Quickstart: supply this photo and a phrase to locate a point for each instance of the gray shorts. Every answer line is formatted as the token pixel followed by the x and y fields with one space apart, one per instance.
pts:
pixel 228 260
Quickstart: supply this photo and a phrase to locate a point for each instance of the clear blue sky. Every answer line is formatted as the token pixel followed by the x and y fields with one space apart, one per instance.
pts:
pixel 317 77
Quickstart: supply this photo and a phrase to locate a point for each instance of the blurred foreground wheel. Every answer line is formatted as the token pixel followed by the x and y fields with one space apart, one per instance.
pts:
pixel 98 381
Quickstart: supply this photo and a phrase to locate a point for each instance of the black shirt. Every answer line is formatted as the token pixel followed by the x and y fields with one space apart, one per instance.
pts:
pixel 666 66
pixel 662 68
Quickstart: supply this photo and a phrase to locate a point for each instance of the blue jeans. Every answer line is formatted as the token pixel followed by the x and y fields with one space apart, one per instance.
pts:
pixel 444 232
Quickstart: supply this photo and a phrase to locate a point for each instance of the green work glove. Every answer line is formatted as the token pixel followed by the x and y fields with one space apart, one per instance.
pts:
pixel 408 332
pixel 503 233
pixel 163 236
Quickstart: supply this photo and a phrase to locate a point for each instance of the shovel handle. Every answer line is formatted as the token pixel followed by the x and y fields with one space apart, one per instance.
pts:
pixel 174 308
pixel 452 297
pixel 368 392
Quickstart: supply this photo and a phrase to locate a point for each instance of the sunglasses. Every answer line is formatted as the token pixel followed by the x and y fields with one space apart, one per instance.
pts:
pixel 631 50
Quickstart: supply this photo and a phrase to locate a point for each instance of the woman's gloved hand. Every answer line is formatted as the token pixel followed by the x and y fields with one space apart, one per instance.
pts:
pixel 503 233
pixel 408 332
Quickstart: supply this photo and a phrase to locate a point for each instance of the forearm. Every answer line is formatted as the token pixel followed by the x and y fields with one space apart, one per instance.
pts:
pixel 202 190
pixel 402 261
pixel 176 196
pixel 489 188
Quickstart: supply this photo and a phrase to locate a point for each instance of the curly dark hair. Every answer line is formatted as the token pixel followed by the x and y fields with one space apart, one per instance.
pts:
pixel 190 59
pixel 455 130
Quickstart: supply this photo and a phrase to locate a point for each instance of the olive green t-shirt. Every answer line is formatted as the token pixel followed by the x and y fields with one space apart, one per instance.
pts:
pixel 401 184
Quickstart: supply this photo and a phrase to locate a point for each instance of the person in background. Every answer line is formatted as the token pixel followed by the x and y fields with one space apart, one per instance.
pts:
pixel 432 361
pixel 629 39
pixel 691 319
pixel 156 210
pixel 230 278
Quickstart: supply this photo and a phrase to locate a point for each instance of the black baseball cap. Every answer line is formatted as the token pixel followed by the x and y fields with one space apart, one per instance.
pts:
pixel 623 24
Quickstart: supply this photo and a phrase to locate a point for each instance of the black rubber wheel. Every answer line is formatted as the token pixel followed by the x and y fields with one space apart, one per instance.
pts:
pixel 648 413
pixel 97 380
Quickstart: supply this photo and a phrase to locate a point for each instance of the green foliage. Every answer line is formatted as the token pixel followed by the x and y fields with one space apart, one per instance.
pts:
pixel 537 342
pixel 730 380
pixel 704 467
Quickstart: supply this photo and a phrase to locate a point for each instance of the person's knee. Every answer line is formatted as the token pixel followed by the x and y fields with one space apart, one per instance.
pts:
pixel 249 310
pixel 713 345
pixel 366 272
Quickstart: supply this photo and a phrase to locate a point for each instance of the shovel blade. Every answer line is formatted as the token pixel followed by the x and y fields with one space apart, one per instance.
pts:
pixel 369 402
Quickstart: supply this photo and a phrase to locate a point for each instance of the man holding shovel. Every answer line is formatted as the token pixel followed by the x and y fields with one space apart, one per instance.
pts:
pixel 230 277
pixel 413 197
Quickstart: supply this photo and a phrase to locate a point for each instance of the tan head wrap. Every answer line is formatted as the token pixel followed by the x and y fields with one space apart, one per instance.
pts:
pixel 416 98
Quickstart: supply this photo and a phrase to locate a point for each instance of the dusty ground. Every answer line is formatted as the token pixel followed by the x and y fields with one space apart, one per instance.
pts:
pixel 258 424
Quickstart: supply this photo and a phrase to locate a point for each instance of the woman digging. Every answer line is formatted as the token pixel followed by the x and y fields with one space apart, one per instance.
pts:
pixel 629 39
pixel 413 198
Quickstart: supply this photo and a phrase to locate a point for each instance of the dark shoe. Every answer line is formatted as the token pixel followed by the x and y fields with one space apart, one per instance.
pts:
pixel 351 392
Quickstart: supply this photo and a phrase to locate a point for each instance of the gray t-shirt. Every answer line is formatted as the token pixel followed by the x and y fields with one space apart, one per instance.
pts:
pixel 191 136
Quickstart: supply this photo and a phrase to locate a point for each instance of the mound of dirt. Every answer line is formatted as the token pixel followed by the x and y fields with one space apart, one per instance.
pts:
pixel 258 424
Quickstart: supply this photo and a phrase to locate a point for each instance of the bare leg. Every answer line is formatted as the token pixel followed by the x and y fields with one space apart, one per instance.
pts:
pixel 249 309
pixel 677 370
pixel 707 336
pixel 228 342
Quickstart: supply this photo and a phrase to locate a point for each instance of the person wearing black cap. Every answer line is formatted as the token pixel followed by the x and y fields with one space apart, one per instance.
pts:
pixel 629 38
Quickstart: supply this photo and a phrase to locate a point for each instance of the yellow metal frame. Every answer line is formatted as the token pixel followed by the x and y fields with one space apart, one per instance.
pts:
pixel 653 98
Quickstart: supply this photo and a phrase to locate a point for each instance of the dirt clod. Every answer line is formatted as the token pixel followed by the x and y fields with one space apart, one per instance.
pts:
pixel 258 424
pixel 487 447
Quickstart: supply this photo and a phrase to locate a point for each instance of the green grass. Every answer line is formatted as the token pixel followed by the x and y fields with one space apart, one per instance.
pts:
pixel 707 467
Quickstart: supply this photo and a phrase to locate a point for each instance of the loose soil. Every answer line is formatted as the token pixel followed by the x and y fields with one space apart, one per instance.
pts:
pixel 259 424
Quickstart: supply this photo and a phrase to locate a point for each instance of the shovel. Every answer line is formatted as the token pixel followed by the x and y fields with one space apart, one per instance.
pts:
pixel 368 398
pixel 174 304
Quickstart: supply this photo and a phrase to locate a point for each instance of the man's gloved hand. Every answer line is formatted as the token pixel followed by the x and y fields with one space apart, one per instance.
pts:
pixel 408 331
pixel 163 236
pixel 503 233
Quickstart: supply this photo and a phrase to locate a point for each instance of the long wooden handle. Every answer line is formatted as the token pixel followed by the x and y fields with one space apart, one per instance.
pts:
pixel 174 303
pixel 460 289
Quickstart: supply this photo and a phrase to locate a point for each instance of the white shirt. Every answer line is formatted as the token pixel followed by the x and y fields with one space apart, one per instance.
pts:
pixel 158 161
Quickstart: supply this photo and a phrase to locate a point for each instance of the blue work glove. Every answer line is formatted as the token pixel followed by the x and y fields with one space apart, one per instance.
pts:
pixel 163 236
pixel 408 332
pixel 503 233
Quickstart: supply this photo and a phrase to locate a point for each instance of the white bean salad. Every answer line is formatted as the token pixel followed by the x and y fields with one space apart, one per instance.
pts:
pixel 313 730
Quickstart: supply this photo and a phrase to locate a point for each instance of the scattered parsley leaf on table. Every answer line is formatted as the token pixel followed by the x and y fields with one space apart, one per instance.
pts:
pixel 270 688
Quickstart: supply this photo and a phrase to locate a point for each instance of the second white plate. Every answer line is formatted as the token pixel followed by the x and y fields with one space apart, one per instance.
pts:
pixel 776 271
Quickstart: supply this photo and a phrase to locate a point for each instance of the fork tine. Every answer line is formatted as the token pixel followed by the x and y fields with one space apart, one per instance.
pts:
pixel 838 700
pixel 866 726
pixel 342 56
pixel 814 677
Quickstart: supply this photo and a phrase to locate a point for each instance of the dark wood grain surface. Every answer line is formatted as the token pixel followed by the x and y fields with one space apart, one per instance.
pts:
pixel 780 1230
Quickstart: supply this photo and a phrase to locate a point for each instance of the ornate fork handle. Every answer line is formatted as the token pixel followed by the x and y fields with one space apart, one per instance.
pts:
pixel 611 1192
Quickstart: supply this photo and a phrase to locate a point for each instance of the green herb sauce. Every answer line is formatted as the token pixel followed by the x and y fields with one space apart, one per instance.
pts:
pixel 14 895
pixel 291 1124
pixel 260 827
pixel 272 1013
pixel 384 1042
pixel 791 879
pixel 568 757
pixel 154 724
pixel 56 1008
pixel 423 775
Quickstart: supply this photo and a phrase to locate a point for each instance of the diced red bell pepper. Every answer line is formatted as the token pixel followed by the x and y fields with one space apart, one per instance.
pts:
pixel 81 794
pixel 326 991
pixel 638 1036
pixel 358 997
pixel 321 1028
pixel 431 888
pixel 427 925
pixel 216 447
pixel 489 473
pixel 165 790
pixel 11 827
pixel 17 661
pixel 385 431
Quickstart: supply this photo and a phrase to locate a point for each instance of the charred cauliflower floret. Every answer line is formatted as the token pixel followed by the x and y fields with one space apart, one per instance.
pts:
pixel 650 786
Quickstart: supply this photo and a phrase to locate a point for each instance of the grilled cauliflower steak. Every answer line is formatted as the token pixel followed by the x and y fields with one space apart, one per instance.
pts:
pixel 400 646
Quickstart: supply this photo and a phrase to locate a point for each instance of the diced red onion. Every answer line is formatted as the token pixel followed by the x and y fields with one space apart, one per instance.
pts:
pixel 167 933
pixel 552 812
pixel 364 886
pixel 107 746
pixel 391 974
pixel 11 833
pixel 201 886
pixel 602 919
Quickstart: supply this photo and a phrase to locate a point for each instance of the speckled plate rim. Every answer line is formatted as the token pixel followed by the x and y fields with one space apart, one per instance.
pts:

= = = =

PROBLEM DESCRIPTION
Can you write out the data above word for word, starting at its very first line and ending at the line that contains "pixel 368 392", with both of those lines included?

RESPONSE TO THIS TASK
Quickstart: supply this photo and a phrase to locate a point for each instance of the gray shorts. Every answer line is formatted as the token pixel followed by the x and y fields with one space apart, one per instance.
pts:
pixel 228 260
Quickstart: supply this photo and a phrase to locate a point for each instance of the clear blue sky. Every answer line is formatted as the token pixel followed by the x and y fields with one space apart, one per instance.
pts:
pixel 317 77
Quickstart: supply this photo and a phrase to locate a point for each instance of the blurred foreground wheel. Every answer line is formatted as the token pixel followed by the x and y fields with one space apart, one per instance.
pts:
pixel 98 381
Quickstart: supply this photo and a phrase to locate a point for each instance of the black shirt. Every answer line is formatted as the token pixel followed by the x and y fields with one space apart, one per instance.
pts:
pixel 666 66
pixel 662 68
Quickstart: supply this photo and a phrase to locate a point for each instance of the blue jeans. Every answer line is formatted as the token pixel followed by the x and y fields with one space apart, one per instance.
pts:
pixel 444 232
Quickstart: supply this photo and a phrase to locate a point for each instance of the green work glove. Every answer line is formatted as the token pixel followed by the x and y fields with one space apart, one per instance.
pts:
pixel 408 332
pixel 503 233
pixel 163 236
Quickstart: supply this photo and a phrase to locate a point for each instance of the shovel handle. Every answer line is formatted as the token pixel followed by the x and y fields with one space apart, one per instance.
pts:
pixel 174 308
pixel 452 297
pixel 368 392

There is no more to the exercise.